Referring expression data
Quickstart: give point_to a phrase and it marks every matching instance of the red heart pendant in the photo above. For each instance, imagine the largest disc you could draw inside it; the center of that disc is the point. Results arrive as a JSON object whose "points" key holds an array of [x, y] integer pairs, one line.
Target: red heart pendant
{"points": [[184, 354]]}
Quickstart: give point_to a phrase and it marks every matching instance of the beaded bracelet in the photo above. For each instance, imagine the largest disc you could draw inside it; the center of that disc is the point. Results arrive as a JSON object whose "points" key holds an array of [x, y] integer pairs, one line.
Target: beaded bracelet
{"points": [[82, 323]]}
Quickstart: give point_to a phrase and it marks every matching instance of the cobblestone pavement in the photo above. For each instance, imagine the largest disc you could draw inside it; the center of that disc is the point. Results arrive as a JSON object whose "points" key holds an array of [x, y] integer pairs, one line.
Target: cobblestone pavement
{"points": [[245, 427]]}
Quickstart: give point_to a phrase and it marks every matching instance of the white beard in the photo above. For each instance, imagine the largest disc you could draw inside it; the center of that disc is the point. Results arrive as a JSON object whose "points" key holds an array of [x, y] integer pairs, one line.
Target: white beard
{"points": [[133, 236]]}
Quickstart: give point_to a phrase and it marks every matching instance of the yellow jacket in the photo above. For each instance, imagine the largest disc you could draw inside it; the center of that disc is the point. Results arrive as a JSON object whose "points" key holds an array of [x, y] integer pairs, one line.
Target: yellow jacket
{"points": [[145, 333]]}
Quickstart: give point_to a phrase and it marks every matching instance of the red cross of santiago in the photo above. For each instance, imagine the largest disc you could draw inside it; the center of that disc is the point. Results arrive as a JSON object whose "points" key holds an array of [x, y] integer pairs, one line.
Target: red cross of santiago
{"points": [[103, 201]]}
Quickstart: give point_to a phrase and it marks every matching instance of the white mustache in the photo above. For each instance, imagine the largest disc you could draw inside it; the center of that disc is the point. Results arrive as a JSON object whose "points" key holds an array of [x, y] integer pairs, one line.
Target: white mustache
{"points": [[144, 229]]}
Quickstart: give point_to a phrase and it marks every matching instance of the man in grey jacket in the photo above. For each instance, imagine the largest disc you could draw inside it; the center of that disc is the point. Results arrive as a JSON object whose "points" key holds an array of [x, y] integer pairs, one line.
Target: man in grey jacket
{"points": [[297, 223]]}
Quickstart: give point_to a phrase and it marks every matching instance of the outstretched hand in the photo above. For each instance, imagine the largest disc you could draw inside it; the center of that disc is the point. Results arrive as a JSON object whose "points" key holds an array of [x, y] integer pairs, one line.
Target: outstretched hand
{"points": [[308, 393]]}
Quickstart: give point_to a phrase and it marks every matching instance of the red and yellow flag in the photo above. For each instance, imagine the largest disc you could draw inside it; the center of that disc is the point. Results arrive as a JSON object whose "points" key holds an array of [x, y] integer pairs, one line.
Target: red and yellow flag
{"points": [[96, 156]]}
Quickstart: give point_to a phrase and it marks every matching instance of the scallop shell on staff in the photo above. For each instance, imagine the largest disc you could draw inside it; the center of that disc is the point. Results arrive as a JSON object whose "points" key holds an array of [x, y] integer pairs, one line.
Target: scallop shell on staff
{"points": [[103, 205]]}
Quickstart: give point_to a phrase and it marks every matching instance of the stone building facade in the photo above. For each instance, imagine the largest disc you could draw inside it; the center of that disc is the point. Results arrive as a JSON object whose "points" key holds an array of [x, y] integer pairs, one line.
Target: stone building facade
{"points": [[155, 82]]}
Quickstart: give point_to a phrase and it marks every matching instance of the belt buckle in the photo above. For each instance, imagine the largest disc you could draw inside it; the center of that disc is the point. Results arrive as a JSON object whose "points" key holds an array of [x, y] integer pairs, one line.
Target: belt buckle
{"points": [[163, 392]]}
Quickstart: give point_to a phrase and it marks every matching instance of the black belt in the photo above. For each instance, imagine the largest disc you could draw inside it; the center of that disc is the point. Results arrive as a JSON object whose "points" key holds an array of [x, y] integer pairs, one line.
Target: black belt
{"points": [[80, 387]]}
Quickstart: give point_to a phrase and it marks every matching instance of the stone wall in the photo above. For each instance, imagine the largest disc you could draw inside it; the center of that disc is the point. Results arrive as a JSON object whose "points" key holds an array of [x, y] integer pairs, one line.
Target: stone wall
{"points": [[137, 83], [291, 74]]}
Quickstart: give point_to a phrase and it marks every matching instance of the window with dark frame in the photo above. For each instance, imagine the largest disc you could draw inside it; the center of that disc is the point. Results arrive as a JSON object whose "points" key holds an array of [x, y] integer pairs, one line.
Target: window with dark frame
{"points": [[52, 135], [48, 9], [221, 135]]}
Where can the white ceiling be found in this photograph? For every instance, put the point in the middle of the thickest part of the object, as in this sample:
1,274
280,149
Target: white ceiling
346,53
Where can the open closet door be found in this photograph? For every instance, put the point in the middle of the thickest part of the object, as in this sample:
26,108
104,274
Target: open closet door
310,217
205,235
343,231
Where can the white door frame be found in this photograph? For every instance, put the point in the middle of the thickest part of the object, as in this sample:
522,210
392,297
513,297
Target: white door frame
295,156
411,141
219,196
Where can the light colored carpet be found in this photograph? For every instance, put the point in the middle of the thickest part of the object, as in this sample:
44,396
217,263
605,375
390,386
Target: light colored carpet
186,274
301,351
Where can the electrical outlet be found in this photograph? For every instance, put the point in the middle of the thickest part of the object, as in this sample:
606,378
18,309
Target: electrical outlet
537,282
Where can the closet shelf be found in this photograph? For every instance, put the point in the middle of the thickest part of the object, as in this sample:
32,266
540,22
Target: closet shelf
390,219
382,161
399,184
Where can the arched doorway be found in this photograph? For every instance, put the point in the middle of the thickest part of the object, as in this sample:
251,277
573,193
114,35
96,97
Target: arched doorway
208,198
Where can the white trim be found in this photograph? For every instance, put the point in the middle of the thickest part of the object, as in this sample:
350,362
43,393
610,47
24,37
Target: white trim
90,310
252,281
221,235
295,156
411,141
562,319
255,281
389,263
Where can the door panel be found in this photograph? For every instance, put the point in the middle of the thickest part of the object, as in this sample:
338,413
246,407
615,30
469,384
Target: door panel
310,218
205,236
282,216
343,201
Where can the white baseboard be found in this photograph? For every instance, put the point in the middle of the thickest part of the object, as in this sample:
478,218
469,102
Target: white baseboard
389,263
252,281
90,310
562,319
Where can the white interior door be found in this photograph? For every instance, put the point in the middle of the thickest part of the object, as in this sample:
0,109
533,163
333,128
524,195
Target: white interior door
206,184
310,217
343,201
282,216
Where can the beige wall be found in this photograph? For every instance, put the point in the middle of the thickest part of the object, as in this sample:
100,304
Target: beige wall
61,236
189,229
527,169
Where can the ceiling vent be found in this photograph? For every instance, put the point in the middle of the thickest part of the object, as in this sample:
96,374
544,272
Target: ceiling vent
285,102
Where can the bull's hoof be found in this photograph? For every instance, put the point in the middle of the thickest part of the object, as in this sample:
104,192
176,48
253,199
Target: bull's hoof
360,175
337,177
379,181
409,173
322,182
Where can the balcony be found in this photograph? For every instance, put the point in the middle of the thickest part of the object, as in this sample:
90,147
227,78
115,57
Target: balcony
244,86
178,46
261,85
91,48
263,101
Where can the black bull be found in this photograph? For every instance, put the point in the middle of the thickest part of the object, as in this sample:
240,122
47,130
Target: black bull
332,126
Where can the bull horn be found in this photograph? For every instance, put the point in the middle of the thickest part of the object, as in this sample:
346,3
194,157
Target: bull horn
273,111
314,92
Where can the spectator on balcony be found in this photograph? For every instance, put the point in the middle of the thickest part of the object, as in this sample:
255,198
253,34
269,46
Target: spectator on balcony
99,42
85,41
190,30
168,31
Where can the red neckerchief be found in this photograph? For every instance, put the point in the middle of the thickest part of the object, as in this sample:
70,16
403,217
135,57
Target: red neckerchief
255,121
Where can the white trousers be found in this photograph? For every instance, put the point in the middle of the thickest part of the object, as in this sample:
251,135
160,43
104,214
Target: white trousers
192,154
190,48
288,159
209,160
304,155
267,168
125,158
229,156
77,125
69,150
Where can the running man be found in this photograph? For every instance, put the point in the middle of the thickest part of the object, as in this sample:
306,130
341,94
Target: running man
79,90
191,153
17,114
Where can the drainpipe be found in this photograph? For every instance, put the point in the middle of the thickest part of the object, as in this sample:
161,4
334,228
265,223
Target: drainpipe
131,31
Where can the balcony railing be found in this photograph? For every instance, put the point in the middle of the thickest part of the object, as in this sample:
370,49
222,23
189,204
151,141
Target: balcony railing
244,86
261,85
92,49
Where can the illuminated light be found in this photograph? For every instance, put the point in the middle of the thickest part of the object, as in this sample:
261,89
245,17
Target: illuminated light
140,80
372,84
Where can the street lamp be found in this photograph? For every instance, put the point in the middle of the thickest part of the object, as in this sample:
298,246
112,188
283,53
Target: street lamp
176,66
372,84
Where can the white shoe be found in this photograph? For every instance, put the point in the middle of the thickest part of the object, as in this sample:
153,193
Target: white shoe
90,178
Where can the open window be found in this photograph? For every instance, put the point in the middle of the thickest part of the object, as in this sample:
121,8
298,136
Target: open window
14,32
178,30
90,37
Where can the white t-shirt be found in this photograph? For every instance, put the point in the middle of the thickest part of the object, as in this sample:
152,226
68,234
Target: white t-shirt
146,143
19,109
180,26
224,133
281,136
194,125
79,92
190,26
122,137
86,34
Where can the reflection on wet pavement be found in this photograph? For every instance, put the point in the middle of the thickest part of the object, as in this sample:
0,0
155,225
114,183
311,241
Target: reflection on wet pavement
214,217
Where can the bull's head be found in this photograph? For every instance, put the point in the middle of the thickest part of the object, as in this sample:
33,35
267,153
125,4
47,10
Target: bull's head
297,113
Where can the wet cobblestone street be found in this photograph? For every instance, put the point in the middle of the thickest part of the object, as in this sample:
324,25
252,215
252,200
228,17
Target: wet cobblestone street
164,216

#### WORK TO BE COMPLETED
From the records above, copy only the lines starting with the line that holds "Where can the bull horn" and going on through the line that holds "Where can the spectator", exactly as written.

#### WRITTEN REPLY
Where can the bull horn be found in this photograph? For every instance, put the point in the middle of the thickest part of the object, as in this sample:
346,3
194,157
Target: bull horn
273,111
314,92
Where can the spectator on balcony be found in this photograph? For every instance, put the point in the middle of the thickest part of the object, as in this sample:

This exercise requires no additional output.